#### [Written problem]
Could you rewrite the lines from the start through the line containing "M 75 214 L 81", inclusive, replacing "sample output" with "reference output" and leaving everything else unchanged? Omit the pictures from your answer.

#### [Data]

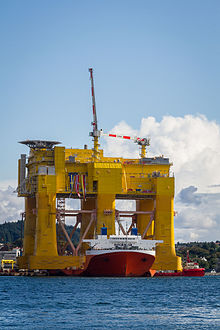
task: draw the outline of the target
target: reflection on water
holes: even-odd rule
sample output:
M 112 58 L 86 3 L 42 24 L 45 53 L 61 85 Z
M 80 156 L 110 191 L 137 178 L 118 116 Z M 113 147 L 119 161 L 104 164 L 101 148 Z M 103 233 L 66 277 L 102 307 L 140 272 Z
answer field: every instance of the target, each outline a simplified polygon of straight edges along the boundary
M 220 277 L 1 277 L 0 327 L 217 329 Z

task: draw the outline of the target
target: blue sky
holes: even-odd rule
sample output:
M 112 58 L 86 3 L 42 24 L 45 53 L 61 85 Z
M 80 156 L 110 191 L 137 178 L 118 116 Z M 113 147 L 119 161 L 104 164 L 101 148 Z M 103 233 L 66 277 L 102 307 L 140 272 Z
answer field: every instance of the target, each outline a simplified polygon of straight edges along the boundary
M 19 140 L 91 145 L 88 67 L 105 131 L 149 115 L 219 123 L 219 32 L 213 0 L 1 0 L 0 180 L 17 176 Z

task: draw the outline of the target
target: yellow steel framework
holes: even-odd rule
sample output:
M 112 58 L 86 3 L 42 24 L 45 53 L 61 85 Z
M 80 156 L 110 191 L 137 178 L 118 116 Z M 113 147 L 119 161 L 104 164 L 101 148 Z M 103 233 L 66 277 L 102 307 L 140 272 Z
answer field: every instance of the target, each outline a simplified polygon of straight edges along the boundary
M 75 214 L 81 239 L 100 234 L 103 224 L 108 235 L 115 234 L 115 221 L 123 216 L 115 210 L 115 200 L 135 200 L 132 224 L 143 238 L 163 240 L 153 268 L 182 269 L 175 253 L 174 177 L 167 158 L 145 158 L 143 150 L 140 159 L 104 157 L 98 138 L 93 149 L 66 149 L 48 141 L 23 143 L 30 154 L 27 163 L 22 155 L 18 166 L 18 196 L 25 197 L 26 214 L 20 268 L 83 268 L 86 245 L 71 256 L 59 255 L 57 249 L 56 199 L 75 198 L 81 200 L 81 210 Z

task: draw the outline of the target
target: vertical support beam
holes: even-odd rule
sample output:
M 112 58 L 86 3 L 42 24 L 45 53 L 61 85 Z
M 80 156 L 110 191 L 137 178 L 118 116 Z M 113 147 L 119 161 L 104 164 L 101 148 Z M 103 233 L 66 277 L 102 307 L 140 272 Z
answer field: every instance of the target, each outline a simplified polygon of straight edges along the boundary
M 97 227 L 96 233 L 101 234 L 105 225 L 108 236 L 115 235 L 115 195 L 100 193 L 97 196 Z
M 87 228 L 86 228 L 84 234 L 83 234 L 82 237 L 80 238 L 79 244 L 78 244 L 78 246 L 77 246 L 77 248 L 76 248 L 76 256 L 78 255 L 79 249 L 80 249 L 80 247 L 81 247 L 81 245 L 82 245 L 82 241 L 85 239 L 85 237 L 86 237 L 86 235 L 87 235 L 87 233 L 88 233 L 88 231 L 89 231 L 89 228 L 91 227 L 92 223 L 95 222 L 95 217 L 96 217 L 96 216 L 95 216 L 95 212 L 92 212 L 91 215 L 90 215 L 90 217 L 91 217 L 91 218 L 90 218 L 89 224 L 88 224 L 88 226 L 87 226 Z
M 126 231 L 124 230 L 124 227 L 122 226 L 122 224 L 121 224 L 121 221 L 120 221 L 120 214 L 119 214 L 119 212 L 115 212 L 115 219 L 116 219 L 116 221 L 117 221 L 117 223 L 118 223 L 118 226 L 119 226 L 119 232 L 120 232 L 120 230 L 122 231 L 122 233 L 123 233 L 123 235 L 127 235 L 127 233 L 126 233 Z
M 65 237 L 66 237 L 66 239 L 67 239 L 67 241 L 68 241 L 68 243 L 69 243 L 72 251 L 73 251 L 73 255 L 76 255 L 75 246 L 73 245 L 73 243 L 72 243 L 72 241 L 71 241 L 71 239 L 70 239 L 70 237 L 69 237 L 69 235 L 68 235 L 68 233 L 67 233 L 67 231 L 65 229 L 64 223 L 61 220 L 61 217 L 60 217 L 60 213 L 59 212 L 57 213 L 57 221 L 59 222 L 59 225 L 62 228 L 62 231 L 63 231 L 63 233 L 64 233 L 64 235 L 65 235 Z
M 156 186 L 155 239 L 163 240 L 156 249 L 156 270 L 181 270 L 174 243 L 174 178 L 158 177 Z
M 38 176 L 36 256 L 58 256 L 56 239 L 56 185 L 55 175 Z
M 59 219 L 61 223 L 65 226 L 65 198 L 57 198 L 57 210 L 59 212 Z M 57 249 L 59 255 L 62 255 L 63 249 L 65 245 L 65 238 L 64 238 L 64 233 L 63 229 L 61 227 L 60 222 L 58 222 L 58 228 L 57 228 Z
M 24 240 L 23 255 L 34 254 L 35 244 L 35 233 L 36 233 L 36 198 L 26 197 L 25 198 L 25 221 L 24 221 Z
M 154 200 L 153 199 L 144 199 L 144 200 L 138 200 L 136 202 L 136 210 L 137 211 L 144 211 L 144 212 L 153 212 L 154 211 Z M 138 232 L 143 236 L 147 224 L 150 222 L 151 214 L 137 214 L 137 228 Z M 145 232 L 146 236 L 153 235 L 154 232 L 154 223 L 151 222 L 151 225 Z
M 87 198 L 86 200 L 81 200 L 81 210 L 95 210 L 96 209 L 96 199 L 95 198 Z M 82 213 L 81 215 L 81 229 L 80 229 L 80 239 L 84 235 L 88 224 L 90 222 L 91 214 L 89 213 Z M 86 234 L 85 238 L 93 239 L 95 236 L 95 221 L 89 227 L 89 230 Z M 81 253 L 85 254 L 86 250 L 88 249 L 87 243 L 82 243 L 81 246 Z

#### [Task output]
task: draw the outline of the target
target: reflection on water
holes: even-odd rule
reference output:
M 112 58 L 86 3 L 42 24 L 45 53 L 61 85 Z
M 80 156 L 110 191 L 137 178 L 118 116 Z M 113 147 L 119 161 L 104 164 L 101 148 Z M 103 233 L 66 277 L 102 307 L 140 272 Z
answer field: every instance of the target, each outline a simplified polygon of straight edges along the boundary
M 220 277 L 1 277 L 0 327 L 217 329 Z

task: draw the outline of the target
target: blue sky
holes: even-odd rule
reference output:
M 112 58 L 86 3 L 42 24 L 45 53 L 61 85 Z
M 80 156 L 110 191 L 137 178 L 118 116 Z M 113 147 L 119 161 L 104 164 L 101 148 Z M 103 233 L 66 277 L 102 307 L 140 272 Z
answer field: every instance of the target, each outline a simplified polygon of straight edges along the boundary
M 19 140 L 91 145 L 88 67 L 105 131 L 149 115 L 219 123 L 219 32 L 213 0 L 1 0 L 0 180 L 17 176 Z

task: draw the outline of the target
target: yellow steel framework
holes: even-odd rule
reference output:
M 112 58 L 86 3 L 42 24 L 45 53 L 61 85 Z
M 80 156 L 110 191 L 137 178 L 118 116 Z M 113 147 L 119 161 L 104 164 L 101 148 Z M 103 233 L 66 277 L 102 307 L 140 272 Z
answer field: every instance of the target, each outline a simplified polygon of straight edges along the boundary
M 75 214 L 81 239 L 100 234 L 103 224 L 108 235 L 115 234 L 115 221 L 123 216 L 115 210 L 115 200 L 135 200 L 132 224 L 143 238 L 163 240 L 153 268 L 182 269 L 175 253 L 174 177 L 167 158 L 145 158 L 143 150 L 140 159 L 104 157 L 98 138 L 93 149 L 66 149 L 48 141 L 23 143 L 30 154 L 27 163 L 22 155 L 18 166 L 18 196 L 25 197 L 26 214 L 20 268 L 83 268 L 86 245 L 71 256 L 59 255 L 57 249 L 56 199 L 75 198 L 81 200 L 81 210 Z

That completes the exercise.